Study text:
*****
Fragaria x ananassa
You know what a strawberry is, so all we’ll say here is that we’d recommend you stick to what are known as perpetual, or everbearing, varieties. These have a first heavy crop in June, then take a little rest before starting up a drip feed of fruit that carries on until early autumn.
Strawberries are undemanding plants and don’t need half the fretting over that many garden books suggest. Viz:
■ Don’t bother planting through a plastic sheet mulch. This makes it very tricky to get the watering right, and weeds will still grow up through the planting holes.
■ Don’t bother laying straw underneath fruit to keep it clean – because you’ll wipe or wash off any splodges of earth before eating, right? And the straw will be a lovely home for slugs and fungal spores.
■ Don’t bother mucking about with covering plants using cloches or fleece in an effort to get more or earlier fruit. This only encourages mites, mildew and weevils.
*****
Work request 1:
According to the strawberry text, when do perpetual varieties give their first heavy crop?
Work request 2:
Pick up the strawberry text after its last sentence and carry it on.
The rows after the strawberry text were taken from a separate source.

Stored data:
*****
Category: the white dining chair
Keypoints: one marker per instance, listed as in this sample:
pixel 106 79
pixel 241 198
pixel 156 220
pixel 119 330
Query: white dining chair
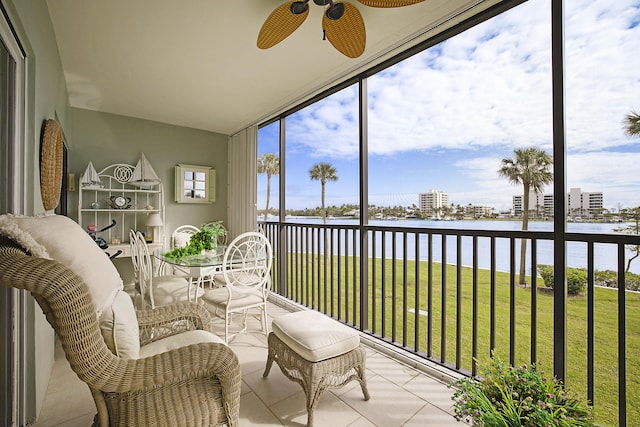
pixel 160 290
pixel 246 268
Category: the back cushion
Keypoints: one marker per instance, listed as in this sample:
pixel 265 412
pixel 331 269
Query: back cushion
pixel 119 327
pixel 65 241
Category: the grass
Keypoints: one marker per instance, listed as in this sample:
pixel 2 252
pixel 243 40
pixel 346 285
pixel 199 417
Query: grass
pixel 331 285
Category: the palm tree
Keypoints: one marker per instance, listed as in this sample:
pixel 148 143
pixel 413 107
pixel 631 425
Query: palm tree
pixel 323 172
pixel 530 167
pixel 632 124
pixel 268 163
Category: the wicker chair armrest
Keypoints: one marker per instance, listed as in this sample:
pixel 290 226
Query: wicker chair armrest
pixel 162 322
pixel 205 360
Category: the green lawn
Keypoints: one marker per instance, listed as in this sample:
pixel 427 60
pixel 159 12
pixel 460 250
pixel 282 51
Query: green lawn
pixel 309 274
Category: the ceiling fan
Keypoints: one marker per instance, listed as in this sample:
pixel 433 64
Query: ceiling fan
pixel 342 23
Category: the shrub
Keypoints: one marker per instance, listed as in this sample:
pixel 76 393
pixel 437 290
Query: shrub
pixel 609 279
pixel 576 278
pixel 517 396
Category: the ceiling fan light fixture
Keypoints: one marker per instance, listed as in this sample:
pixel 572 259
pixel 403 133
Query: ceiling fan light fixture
pixel 299 7
pixel 335 11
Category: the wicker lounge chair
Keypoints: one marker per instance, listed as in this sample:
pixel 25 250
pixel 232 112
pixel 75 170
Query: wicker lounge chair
pixel 194 385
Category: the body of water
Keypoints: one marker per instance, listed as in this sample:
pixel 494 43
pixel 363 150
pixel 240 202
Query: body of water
pixel 605 255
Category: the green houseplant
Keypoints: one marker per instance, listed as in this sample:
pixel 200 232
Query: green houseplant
pixel 205 239
pixel 517 396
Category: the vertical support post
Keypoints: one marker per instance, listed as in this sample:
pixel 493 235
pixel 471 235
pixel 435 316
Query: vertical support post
pixel 559 192
pixel 282 231
pixel 364 205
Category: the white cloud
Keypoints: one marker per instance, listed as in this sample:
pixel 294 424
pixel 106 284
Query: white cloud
pixel 488 91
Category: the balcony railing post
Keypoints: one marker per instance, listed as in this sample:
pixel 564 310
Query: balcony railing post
pixel 559 192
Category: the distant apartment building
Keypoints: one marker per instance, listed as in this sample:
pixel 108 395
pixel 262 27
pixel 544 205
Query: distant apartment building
pixel 582 204
pixel 479 211
pixel 579 204
pixel 542 204
pixel 433 201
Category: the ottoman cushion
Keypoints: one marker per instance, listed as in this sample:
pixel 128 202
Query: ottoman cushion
pixel 314 336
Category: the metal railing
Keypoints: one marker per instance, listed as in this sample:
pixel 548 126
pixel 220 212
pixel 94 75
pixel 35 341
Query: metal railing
pixel 453 297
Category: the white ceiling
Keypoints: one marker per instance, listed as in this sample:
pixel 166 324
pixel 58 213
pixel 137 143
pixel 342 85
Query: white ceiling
pixel 195 63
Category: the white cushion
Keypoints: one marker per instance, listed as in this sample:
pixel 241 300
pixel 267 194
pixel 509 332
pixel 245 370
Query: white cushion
pixel 66 242
pixel 171 289
pixel 314 336
pixel 119 327
pixel 177 341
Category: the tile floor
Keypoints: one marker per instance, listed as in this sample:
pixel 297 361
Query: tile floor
pixel 400 395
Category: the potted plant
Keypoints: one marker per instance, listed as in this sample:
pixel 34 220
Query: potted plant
pixel 517 396
pixel 205 239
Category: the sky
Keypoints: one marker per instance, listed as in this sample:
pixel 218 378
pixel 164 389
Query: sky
pixel 445 118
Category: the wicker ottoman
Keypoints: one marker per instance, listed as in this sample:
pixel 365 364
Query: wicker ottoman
pixel 316 352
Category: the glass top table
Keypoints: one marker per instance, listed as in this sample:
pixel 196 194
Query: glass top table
pixel 210 258
pixel 197 267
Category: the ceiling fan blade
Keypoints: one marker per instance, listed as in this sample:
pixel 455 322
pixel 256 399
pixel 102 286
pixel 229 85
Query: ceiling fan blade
pixel 389 3
pixel 347 34
pixel 279 25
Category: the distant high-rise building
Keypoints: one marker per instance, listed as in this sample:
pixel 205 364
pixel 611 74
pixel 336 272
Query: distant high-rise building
pixel 583 204
pixel 433 201
pixel 579 203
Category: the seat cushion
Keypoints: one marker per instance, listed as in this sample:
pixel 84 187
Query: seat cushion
pixel 172 289
pixel 177 341
pixel 119 327
pixel 219 297
pixel 62 239
pixel 314 336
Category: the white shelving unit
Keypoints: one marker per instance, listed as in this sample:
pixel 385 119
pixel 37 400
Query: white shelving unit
pixel 95 207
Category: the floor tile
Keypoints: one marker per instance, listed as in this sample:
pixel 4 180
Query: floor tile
pixel 390 405
pixel 432 416
pixel 400 395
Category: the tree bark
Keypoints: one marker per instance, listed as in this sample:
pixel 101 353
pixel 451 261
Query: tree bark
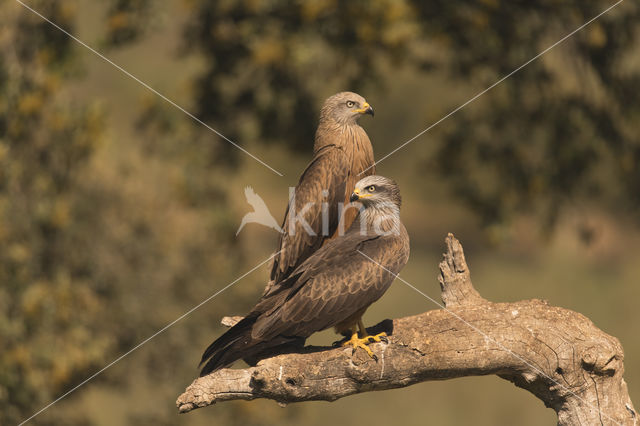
pixel 558 355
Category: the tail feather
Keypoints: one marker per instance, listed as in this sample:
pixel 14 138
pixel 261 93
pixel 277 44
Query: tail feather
pixel 237 344
pixel 218 353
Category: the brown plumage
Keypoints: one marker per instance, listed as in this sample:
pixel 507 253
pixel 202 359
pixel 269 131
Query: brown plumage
pixel 341 152
pixel 333 287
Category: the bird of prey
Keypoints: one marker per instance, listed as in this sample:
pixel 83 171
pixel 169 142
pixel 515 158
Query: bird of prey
pixel 260 213
pixel 341 152
pixel 332 288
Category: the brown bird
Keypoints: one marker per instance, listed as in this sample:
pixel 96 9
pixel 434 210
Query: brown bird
pixel 332 288
pixel 342 150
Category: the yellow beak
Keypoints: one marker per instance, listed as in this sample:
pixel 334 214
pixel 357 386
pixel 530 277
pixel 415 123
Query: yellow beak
pixel 366 109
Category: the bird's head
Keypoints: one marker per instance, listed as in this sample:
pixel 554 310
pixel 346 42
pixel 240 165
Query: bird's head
pixel 376 191
pixel 345 108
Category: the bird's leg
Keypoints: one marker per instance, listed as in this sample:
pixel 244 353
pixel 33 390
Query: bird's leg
pixel 380 337
pixel 357 342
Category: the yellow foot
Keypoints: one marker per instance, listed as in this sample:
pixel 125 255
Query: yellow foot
pixel 362 343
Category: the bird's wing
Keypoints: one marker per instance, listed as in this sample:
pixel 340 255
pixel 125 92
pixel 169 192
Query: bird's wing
pixel 328 171
pixel 337 281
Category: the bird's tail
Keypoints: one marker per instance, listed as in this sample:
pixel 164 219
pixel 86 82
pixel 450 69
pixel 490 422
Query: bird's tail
pixel 237 343
pixel 224 350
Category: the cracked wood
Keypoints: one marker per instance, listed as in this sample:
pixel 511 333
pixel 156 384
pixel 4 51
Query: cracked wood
pixel 558 355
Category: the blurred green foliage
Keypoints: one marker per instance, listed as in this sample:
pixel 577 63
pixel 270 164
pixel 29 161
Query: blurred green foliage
pixel 48 302
pixel 106 238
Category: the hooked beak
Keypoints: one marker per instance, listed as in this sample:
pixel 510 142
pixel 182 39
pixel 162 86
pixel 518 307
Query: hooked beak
pixel 366 109
pixel 355 195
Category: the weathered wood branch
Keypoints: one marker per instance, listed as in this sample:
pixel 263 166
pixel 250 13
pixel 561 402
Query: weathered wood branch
pixel 558 355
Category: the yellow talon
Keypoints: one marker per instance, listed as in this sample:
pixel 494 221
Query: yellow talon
pixel 357 342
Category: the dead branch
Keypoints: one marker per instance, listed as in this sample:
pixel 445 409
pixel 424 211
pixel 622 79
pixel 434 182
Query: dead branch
pixel 558 355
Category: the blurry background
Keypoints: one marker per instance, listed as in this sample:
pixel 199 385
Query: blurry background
pixel 118 212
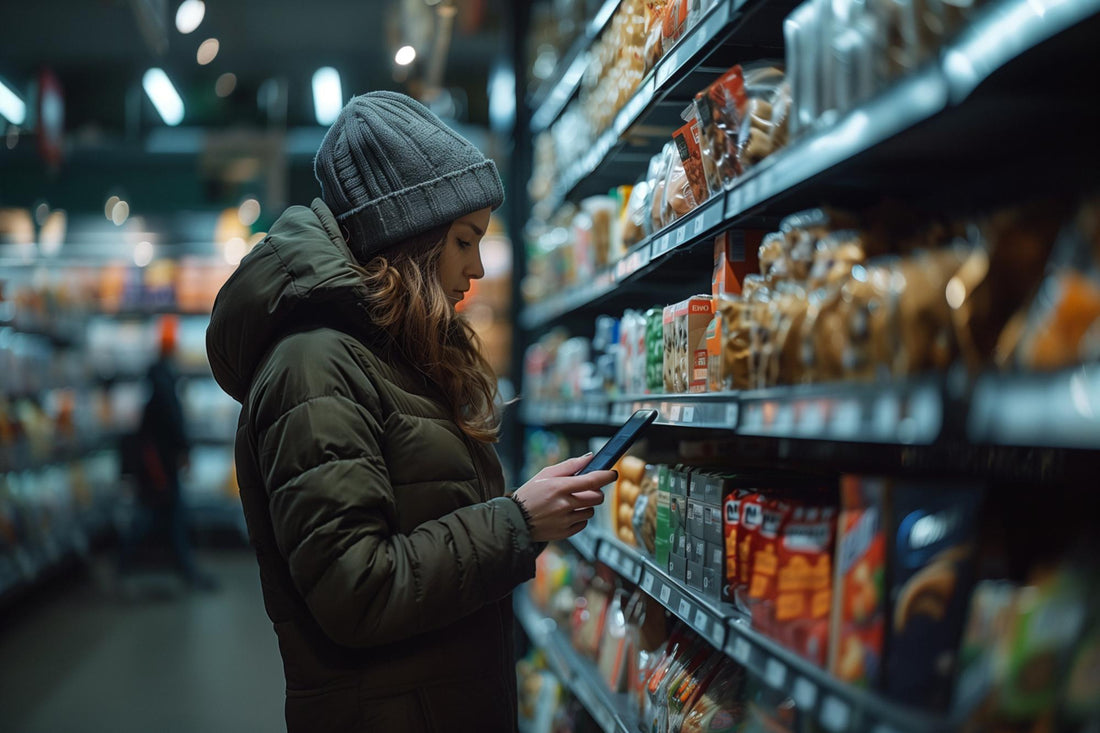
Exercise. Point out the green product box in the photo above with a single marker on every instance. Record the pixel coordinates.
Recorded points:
(663, 520)
(655, 350)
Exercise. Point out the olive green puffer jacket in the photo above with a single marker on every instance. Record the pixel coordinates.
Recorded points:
(387, 553)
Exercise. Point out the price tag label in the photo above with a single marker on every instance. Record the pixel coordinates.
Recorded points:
(784, 418)
(741, 651)
(846, 418)
(774, 674)
(835, 714)
(701, 621)
(804, 693)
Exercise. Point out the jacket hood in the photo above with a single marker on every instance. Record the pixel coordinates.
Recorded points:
(301, 273)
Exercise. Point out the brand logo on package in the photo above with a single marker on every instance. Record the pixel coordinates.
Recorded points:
(924, 533)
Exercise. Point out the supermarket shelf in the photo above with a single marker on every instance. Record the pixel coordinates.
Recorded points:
(1057, 411)
(562, 89)
(845, 154)
(839, 708)
(611, 711)
(909, 412)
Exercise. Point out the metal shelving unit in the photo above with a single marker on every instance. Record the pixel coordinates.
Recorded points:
(939, 110)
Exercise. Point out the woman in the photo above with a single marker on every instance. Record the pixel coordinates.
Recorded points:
(376, 506)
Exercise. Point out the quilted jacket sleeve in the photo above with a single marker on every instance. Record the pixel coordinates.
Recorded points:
(317, 424)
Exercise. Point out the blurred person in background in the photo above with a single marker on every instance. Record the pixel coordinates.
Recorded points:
(387, 546)
(154, 457)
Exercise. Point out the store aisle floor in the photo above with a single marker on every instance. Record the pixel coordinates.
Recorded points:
(91, 658)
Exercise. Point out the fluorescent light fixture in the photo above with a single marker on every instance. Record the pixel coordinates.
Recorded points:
(165, 98)
(189, 14)
(11, 107)
(328, 98)
(405, 55)
(224, 85)
(207, 52)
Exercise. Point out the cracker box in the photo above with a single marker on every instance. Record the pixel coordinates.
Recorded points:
(655, 350)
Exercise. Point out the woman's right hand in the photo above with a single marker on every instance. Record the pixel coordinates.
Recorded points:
(559, 503)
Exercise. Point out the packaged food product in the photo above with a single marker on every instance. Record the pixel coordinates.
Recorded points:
(859, 598)
(671, 341)
(1066, 308)
(605, 239)
(727, 346)
(802, 44)
(751, 518)
(719, 707)
(1000, 274)
(686, 141)
(633, 222)
(679, 198)
(926, 332)
(931, 565)
(735, 256)
(765, 562)
(616, 646)
(719, 109)
(655, 350)
(692, 318)
(756, 138)
(804, 581)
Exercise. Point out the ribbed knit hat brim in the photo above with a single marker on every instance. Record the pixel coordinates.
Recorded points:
(391, 170)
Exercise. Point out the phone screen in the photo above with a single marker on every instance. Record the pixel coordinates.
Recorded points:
(620, 441)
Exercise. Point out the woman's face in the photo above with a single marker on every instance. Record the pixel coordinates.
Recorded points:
(460, 263)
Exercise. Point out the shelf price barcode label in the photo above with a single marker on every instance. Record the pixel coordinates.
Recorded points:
(835, 714)
(741, 651)
(774, 674)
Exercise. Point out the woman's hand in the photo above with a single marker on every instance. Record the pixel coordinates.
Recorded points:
(559, 503)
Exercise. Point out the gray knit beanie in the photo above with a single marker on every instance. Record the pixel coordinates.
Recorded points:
(391, 170)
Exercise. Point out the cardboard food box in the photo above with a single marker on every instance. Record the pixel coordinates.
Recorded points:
(903, 578)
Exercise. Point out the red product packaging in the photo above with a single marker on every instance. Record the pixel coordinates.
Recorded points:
(751, 518)
(859, 602)
(721, 108)
(804, 592)
(762, 584)
(730, 524)
(686, 140)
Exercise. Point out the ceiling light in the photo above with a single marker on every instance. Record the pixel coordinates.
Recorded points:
(208, 50)
(249, 211)
(120, 212)
(189, 14)
(11, 107)
(143, 253)
(165, 98)
(328, 98)
(224, 85)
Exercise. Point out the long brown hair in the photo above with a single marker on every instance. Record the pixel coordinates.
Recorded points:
(407, 302)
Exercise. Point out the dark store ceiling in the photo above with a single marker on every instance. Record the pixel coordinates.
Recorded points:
(99, 50)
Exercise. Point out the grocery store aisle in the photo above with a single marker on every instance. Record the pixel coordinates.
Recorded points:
(91, 658)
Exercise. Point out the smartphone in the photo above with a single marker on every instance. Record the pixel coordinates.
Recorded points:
(613, 450)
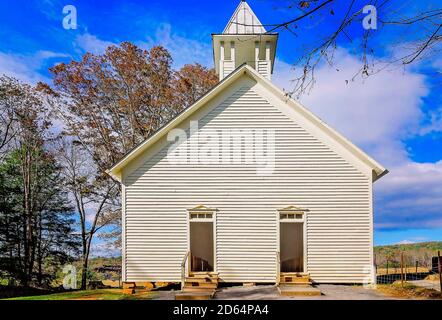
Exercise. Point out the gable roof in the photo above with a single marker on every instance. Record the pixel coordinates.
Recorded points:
(377, 169)
(244, 21)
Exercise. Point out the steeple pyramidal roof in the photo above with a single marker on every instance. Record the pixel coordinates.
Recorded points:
(244, 21)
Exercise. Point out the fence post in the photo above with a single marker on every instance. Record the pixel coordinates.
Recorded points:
(439, 265)
(402, 268)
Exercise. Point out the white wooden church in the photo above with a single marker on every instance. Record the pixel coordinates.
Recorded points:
(247, 185)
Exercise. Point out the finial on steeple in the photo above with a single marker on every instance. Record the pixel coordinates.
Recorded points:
(244, 40)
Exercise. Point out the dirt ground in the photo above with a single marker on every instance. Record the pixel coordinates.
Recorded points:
(269, 292)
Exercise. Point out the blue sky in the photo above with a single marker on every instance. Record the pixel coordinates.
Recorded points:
(395, 116)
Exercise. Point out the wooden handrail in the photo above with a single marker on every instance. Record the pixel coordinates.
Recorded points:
(278, 268)
(183, 269)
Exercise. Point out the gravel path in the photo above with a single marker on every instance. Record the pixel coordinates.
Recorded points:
(429, 284)
(269, 292)
(329, 292)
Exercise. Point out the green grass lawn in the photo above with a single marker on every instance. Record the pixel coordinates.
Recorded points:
(101, 294)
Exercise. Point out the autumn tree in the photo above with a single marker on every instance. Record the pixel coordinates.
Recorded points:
(416, 35)
(109, 103)
(191, 82)
(95, 199)
(34, 207)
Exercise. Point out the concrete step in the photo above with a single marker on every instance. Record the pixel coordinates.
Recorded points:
(202, 280)
(290, 291)
(292, 278)
(297, 283)
(198, 289)
(205, 285)
(195, 295)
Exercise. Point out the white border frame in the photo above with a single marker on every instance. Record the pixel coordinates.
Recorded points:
(304, 230)
(203, 209)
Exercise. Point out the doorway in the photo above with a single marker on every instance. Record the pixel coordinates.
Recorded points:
(201, 246)
(291, 241)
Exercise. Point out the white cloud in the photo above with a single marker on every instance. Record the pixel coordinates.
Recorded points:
(378, 114)
(26, 67)
(183, 49)
(405, 241)
(90, 43)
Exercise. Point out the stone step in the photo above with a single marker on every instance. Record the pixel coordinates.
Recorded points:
(285, 290)
(195, 295)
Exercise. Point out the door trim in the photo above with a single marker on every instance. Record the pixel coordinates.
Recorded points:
(201, 209)
(292, 210)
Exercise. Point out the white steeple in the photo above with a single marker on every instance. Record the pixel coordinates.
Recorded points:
(244, 40)
(244, 21)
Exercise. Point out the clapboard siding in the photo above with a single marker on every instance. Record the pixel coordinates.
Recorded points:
(307, 174)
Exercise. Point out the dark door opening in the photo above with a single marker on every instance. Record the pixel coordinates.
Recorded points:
(201, 246)
(291, 247)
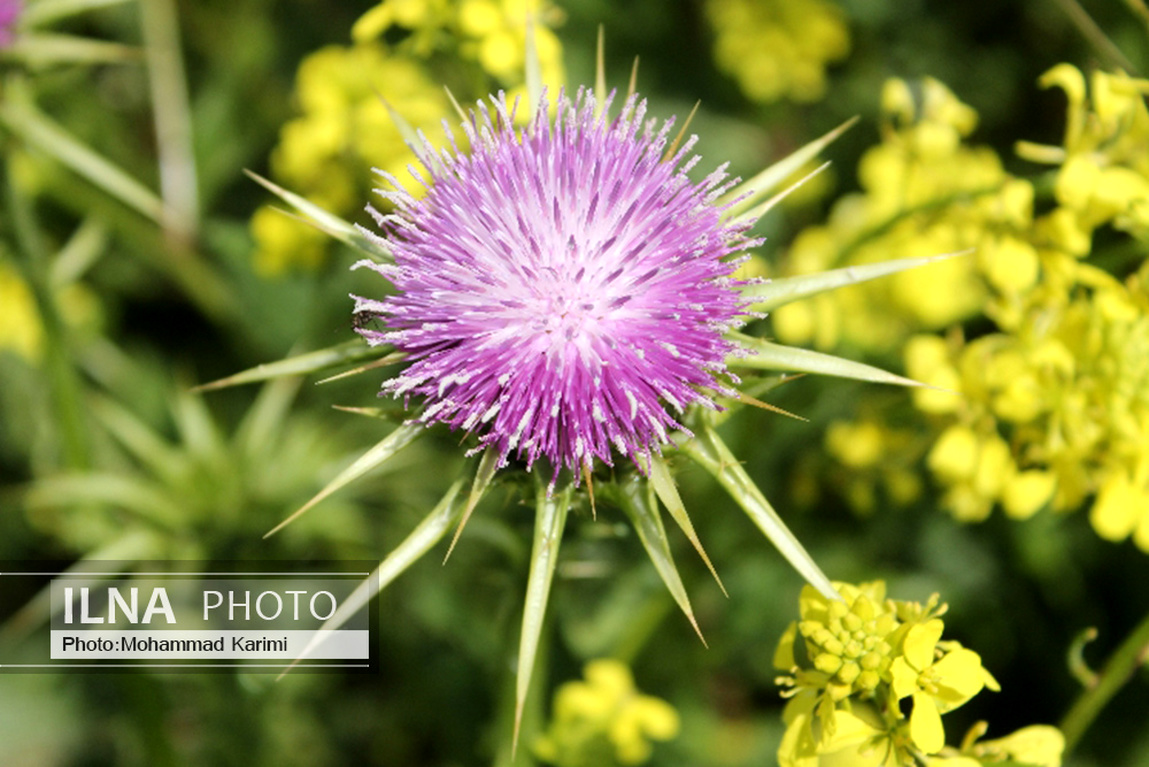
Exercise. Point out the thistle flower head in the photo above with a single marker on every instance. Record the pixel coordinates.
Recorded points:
(561, 285)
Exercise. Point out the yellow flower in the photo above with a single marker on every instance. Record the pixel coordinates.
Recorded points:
(20, 320)
(938, 681)
(860, 657)
(778, 48)
(604, 720)
(924, 192)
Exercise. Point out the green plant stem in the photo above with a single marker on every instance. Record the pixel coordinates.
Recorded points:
(172, 118)
(1120, 666)
(63, 380)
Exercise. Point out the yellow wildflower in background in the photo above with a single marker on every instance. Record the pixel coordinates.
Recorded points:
(924, 192)
(1055, 407)
(21, 327)
(604, 720)
(326, 154)
(20, 322)
(861, 661)
(876, 463)
(344, 131)
(778, 48)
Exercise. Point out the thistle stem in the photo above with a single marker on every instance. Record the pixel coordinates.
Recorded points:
(1120, 666)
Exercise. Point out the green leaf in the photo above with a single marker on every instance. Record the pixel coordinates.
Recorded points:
(310, 362)
(758, 186)
(325, 222)
(403, 435)
(32, 126)
(95, 488)
(668, 493)
(41, 49)
(47, 12)
(634, 498)
(549, 521)
(140, 440)
(422, 539)
(776, 356)
(780, 292)
(709, 451)
(483, 477)
(136, 545)
(263, 421)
*****
Task result 1:
In June.

Task result 2:
In fact we’d say there are just two ‘dos’: do leave tatty leaves on in winter to protect the crown, or growing point, from frost. And to maximize yields, do cut off runners – baby plants that creep away from their parent plant on long strand-like stems with a knot of small white rootlets at the end. Whenever you see a runner, pinch the long stem off close to the mummy plant and either throw it away or pot it up to stock a new strawberry bed.
Actually, that’s a third ‘do’: plant a new strawberry bed every other year. Because although these are perennial plants that should in theory last for ages, sooner or later most cultivated varieties will succumb to various viruses and their crop production-rate reduces. After plants have cropped for three to four years, dig them out and burn them; the ash can go onto the new bed for a potassium kick. And as long as you remembered to start a new bed, you’ll still have plenty of fruit.